begin SOURCE TEXT

Thread (31 messages) 31 messages, 6 authors, 2022-08-04

Re: [PATCH bpf-next v5 4/8] bpf: Introduce cgroup iter

From: Andrii Nakryiko <hidden>
Date: 2022-08-02 22:50:15
Also in: bpf, cgroups, lkml

On Tue, Aug 2, 2022 at 3:27 PM Hao Luo [off-list ref] wrote:
Hi Andrii,

On Mon, Aug 1, 2022 at 8:43 PM Andrii Nakryiko
[off-list ref] wrote:
quoted
On Fri, Jul 22, 2022 at 10:48 AM Yosry Ahmed [off-list ref] wrote:
quoted
From: Hao Luo <redacted>

Cgroup_iter is a type of bpf_iter. It walks over cgroups in three modes:

 - walking a cgroup's descendants in pre-order.
 - walking a cgroup's descendants in post-order.
 - walking a cgroup's ancestors.

When attaching cgroup_iter, one can set a cgroup to the iter_link
created from attaching. This cgroup is passed as a file descriptor and
serves as the starting point of the walk. If no cgroup is specified,
the starting point will be the root cgroup.

For walking descendants, one can specify the order: either pre-order or
post-order. For walking ancestors, the walk starts at the specified
cgroup and ends at the root.

One can also terminate the walk early by returning 1 from the iter
program.

Note that because walking cgroup hierarchy holds cgroup_mutex, the iter
program is called with cgroup_mutex held.

Currently only one session is supported, which means, depending on the
volume of data bpf program intends to send to user space, the number
of cgroups that can be walked is limited. For example, given the current
buffer size is 8 * PAGE_SIZE, if the program sends 64B data for each
cgroup, the total number of cgroups that can be walked is 512. This is
a limitation of cgroup_iter. If the output data is larger than the
buffer size, the second read() will signal EOPNOTSUPP. In order to work
around, the user may have to update their program to reduce the volume
of data sent to output. For example, skip some uninteresting cgroups.
In future, we may extend bpf_iter flags to allow customizing buffer
size.

end SOURCE TEXT

In the patch message above, what is the starting point of the walk when no cgroup is specified?

begin PROVIDED DATA

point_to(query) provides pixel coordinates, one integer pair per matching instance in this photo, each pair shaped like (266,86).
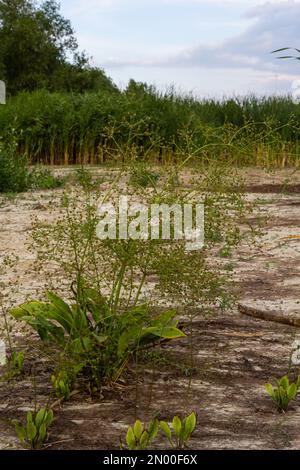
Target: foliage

end PROVIDED DATA

ANSWER BELOW>
The root cgroup.